ESERCIZIO 1:
Rispondi a queste domande sull'articolo su Jim Lovell:
(a) A che età è scomparso Jim Lovell?
(b) Con quali due missioni Apollo Lovell è stato in orbita attorno alla Luna?
(c) In che anno fu selezionato il gruppo di astronauti in cui entrò Lovell?
ESERCIZIO 2: Ricopia parola per parola il tratto dell'articolo su Jim Lovell da "Il 13, appunto: l’allunaggio" fino a "dopo Apollo 11.".
ESERCIZIO 3: Scrivi il seguito dell'articolo su Jim Lovell, ripartendo dopo l'ultima frase.

BRANO SCELTO:
>>>>>
Spazio, addio a Jim Lovell: l’eroe sfortunato di Apollo 13
Roma, 9 ago. (askanews) – “Due volte damigella, mai all’altare”: Jim Lovell, scomparso all’età di 97 anni, aveva riassunto così una carriera che al momento del suo ritiro dalla Nasa era probabilmente la più illustre dell’Agenzia spaziale statunitense.
L’allora capitano della Marina – oltre a vantare ben quattro missioni – era infatti stato uno dei primi tre astronauti ad aver visto la faccia nascosta della Luna, nonché appunto l’unico uomo ad essere stato in orbita attorno al nostro satellite per due volte, prima con l’Apollo 8 e poi con l’Apollo 13.
Il 13, appunto: l’allunaggio che non avvenne, “l’insuccesso di successo” che se pure non portò Lovell e Haise a calpestare la superficie lunare divenne un’impresa a se stante – e in grado di risvegliare l’interesse dell’opinione pubblica mondiale per un programma spaziale che era oramai diventato una specie di routine.
“Houston abbiamo un problema” è diventata una frase simbolo della corsa allo spazio, seconda solo al “piccolo passo” di Neil Armstrong: il primo successo e il primo (e unico) fallimento del programma Apollo – e d’altronde a sessant’anni di distanza si fa fatica a ricordare i nomi degli “altri”: gli altri quindici astronauti che hanno camminato sulla Luna dopo Apollo 11.
Un club al quale Lovell per anni si era rammaricato di non aver potuto far parte, nonostante il suo curriculum. Entrato alla Nasa nel secondo gruppo di astronauti (“i nuovi nove”) selezionati nel 1962, alla fine del programma Mercury, aveva partecipato a due missioni Gemini: la VII, ben due settimane di volo orbitale (in uno spazio angusto descritto dalla stampa come “i sedili anteriori di un Maggiolino”) e la XII, di cui fu comandante.
<<<<<
ELENCO DEI DATI:
>>>>>
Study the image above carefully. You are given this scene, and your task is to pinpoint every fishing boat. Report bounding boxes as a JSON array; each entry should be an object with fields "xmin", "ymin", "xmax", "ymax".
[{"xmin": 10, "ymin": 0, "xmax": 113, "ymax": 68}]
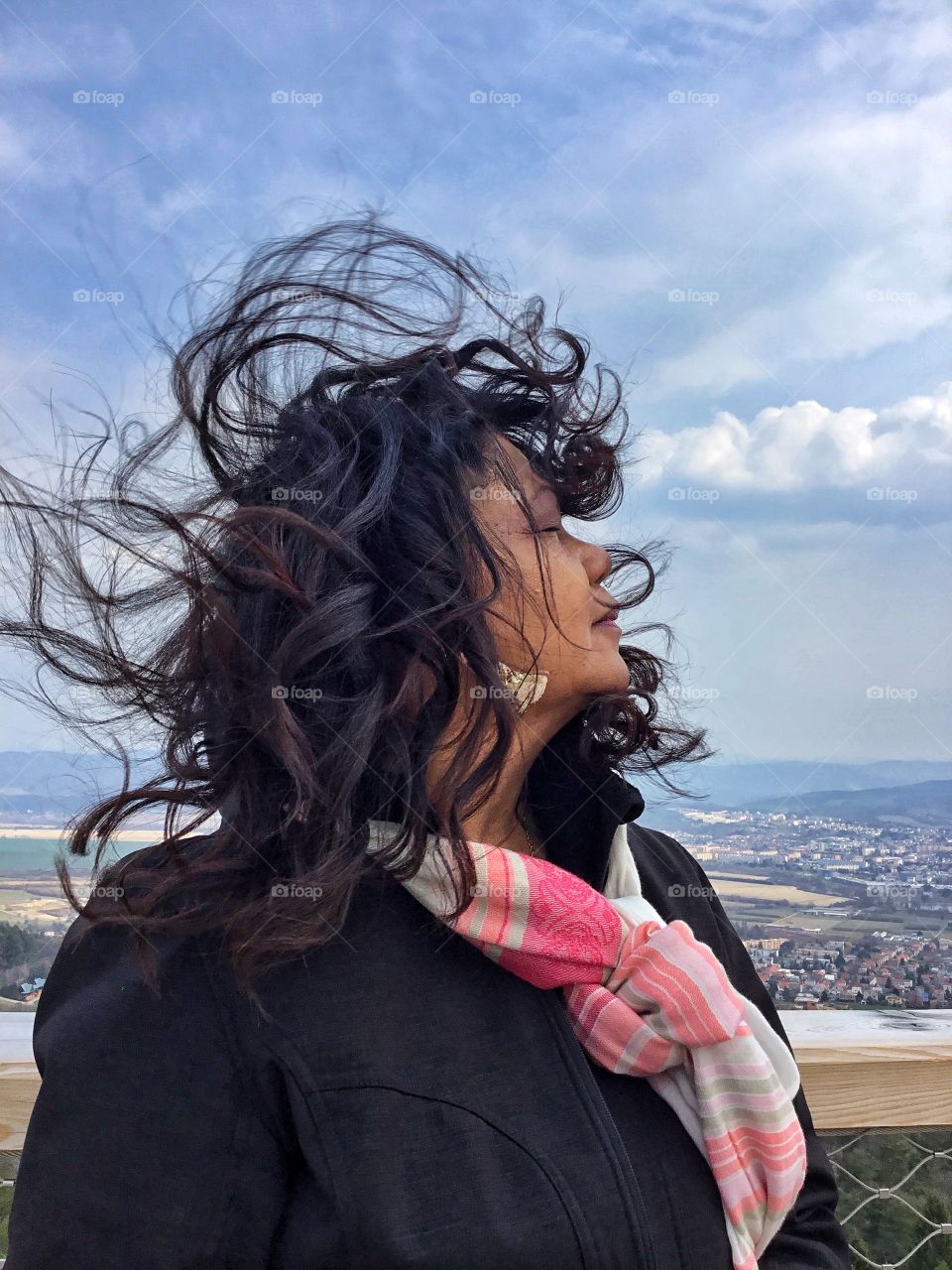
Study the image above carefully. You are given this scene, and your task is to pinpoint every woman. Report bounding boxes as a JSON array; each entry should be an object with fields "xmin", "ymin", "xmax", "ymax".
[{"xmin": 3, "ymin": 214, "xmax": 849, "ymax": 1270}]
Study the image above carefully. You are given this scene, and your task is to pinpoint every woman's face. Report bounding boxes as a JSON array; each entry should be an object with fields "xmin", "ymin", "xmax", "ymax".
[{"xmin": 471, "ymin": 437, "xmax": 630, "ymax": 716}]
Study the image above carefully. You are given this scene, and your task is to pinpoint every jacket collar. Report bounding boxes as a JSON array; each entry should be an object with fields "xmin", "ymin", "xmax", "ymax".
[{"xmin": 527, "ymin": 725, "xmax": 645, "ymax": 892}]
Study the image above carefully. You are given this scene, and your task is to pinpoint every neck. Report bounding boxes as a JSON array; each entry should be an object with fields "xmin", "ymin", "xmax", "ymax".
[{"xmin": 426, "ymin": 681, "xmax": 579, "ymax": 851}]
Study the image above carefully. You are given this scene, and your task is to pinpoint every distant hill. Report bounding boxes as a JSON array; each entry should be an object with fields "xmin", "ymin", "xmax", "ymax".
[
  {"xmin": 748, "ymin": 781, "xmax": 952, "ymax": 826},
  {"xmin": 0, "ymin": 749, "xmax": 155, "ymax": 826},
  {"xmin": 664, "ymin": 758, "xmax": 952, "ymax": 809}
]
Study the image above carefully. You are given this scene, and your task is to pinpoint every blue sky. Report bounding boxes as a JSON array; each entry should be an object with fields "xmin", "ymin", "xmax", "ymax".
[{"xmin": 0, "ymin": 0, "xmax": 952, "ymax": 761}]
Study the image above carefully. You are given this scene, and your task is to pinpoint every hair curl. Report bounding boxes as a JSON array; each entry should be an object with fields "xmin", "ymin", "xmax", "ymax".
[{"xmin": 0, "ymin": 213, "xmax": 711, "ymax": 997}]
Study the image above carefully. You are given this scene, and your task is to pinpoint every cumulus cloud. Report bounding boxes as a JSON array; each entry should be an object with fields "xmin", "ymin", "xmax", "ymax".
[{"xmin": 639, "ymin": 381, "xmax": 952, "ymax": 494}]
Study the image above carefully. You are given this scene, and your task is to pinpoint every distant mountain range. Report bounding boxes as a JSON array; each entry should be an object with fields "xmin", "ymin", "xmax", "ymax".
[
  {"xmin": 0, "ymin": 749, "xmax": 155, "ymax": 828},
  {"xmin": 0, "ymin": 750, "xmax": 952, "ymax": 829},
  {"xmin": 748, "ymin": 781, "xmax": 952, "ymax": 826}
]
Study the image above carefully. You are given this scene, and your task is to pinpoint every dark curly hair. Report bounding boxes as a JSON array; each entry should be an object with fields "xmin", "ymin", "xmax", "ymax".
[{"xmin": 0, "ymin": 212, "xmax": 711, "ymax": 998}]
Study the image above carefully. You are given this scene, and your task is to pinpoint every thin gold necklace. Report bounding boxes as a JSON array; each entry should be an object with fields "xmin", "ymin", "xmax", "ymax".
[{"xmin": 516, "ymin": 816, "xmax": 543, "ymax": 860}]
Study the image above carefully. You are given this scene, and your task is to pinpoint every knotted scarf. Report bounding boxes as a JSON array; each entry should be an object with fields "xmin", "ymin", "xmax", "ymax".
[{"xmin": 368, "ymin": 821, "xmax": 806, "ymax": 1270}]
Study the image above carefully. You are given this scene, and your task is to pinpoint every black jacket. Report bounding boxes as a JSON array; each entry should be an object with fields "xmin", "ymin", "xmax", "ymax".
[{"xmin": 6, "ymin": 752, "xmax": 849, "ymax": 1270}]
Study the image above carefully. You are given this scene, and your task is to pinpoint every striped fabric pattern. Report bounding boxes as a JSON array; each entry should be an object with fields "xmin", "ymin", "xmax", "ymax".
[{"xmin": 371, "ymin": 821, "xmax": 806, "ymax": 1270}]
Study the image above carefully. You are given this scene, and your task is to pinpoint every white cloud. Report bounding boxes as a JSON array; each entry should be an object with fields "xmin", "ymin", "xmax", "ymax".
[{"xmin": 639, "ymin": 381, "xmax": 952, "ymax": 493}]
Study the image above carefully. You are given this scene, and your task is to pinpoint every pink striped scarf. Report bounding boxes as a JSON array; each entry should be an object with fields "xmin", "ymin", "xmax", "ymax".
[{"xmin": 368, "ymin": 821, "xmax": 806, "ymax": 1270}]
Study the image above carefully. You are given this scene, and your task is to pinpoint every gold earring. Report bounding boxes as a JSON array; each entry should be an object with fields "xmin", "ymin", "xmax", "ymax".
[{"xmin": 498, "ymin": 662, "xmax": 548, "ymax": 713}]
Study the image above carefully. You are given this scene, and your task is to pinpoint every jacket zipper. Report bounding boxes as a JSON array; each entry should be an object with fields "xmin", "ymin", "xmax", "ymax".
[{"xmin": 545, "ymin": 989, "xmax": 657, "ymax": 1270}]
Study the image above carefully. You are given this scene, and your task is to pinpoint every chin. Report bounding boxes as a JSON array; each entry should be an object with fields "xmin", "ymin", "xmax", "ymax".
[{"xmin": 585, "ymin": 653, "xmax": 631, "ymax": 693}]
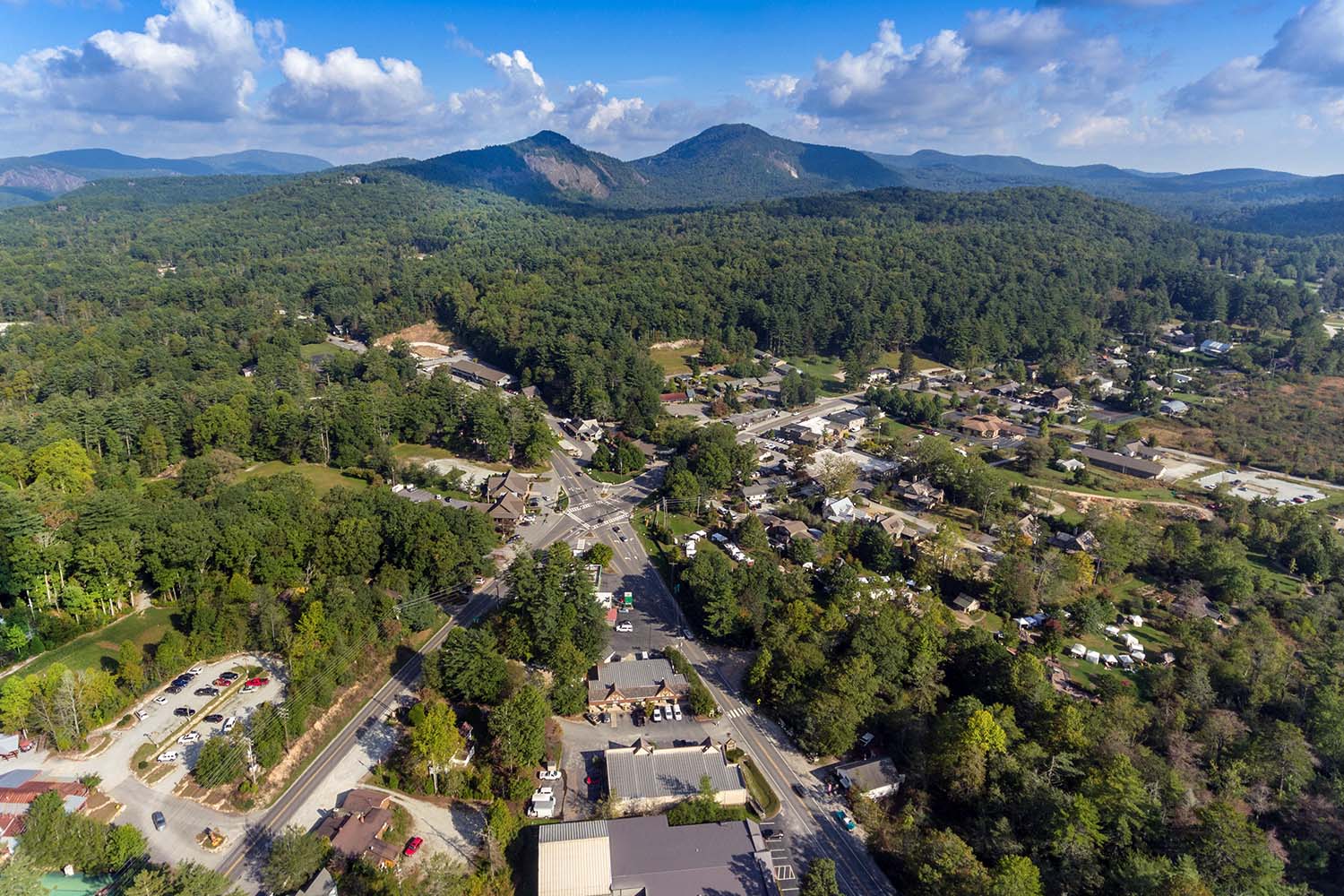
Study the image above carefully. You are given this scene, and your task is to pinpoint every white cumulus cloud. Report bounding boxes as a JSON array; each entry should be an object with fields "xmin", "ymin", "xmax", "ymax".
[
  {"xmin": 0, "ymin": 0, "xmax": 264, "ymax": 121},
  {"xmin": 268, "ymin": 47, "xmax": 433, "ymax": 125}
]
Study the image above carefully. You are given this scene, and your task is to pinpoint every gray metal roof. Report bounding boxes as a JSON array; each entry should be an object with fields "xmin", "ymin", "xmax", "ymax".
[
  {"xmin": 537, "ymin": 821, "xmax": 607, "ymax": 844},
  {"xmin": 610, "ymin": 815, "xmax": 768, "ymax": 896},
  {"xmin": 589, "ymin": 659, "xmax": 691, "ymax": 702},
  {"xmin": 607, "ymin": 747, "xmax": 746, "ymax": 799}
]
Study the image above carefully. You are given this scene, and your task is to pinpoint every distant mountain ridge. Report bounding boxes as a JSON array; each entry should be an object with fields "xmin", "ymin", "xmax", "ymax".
<<<<<
RISULTATO 1:
(a) A 97 anni.
(b) Con l'Apollo 8 e con l'Apollo 13.
(c) Nel 1962.

RISULTATO 2:
Il 13, appunto: l’allunaggio che non avvenne, “l’insuccesso di successo” che se pure non portò Lovell e Haise a calpestare la superficie lunare divenne un’impresa a se stante – e in grado di risvegliare l’interesse dell’opinione pubblica mondiale per un programma spaziale che era oramai diventato una specie di routine.
“Houston abbiamo un problema” è diventata una frase simbolo della corsa allo spazio, seconda solo al “piccolo passo” di Neil Armstrong: il primo successo e il primo (e unico) fallimento del programma Apollo – e d’altronde a sessant’anni di distanza si fa fatica a ricordare i nomi degli “altri”: gli altri quindici astronauti che hanno camminato sulla Luna dopo Apollo 11.

RISULTATO 3:
Ma la missione che Lovell ricordava con maggior enfasi fu l’Apollo 8: il primo volo orbitale attorno alla Luna, nel Natale del 1968, in cui il pilota del modulo lunare Bill Anders scattò la leggendaria foto “Earthrise”, la Terra che sorge. Lovell da parte sua raccontò che guardando il nostro pianeta dall’oblò a un certo punto allungo il braccio e lo coprì con il pollice: “Mi resi conto che dietro al mio pollice c’erano tre miliardi e mezzo di persone e tutto quello che conoscevo, e all’improvviso ebbi una percezione differente della vita in generale e del mio ruolo all’interno di essa”. Dopo Apollo 13 la Nasa propose a Lovell (e a Haise) il comando di una futura missione (che peraltro dopo i tagli al bilancio non si sarebbe mai materializzata) ma Lovell decise che quattro voli erano più che sufficienti e nel 1973 lasciò l’agenzia; vent’anni dopo entrò nella Hall of Fame degli astronauti e nel 1995 ricevette la Medaglia del Congresso da Bill Clinton.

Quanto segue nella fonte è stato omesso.